[Rows from a box labeling dataset]
....................
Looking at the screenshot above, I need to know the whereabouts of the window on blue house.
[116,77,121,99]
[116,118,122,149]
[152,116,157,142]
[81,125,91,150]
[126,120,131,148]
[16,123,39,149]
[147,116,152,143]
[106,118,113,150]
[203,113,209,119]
....................
[TASK GOAL] Turn the rows above into a two-column CSV with the header columns "text" and "answer," one CSV line per row. Put each row's text and its answer in a single quoted field, with any line breaks replaced by spaces.

[SOLUTION FOR THIS TASK]
text,answer
"Looking at the screenshot above, I need to know the whereabouts of the window on blue house.","[116,77,121,99] [116,118,122,149] [152,116,157,142] [81,125,91,150] [126,120,131,148] [16,123,39,149] [147,116,152,143] [106,118,113,150] [203,113,209,119]"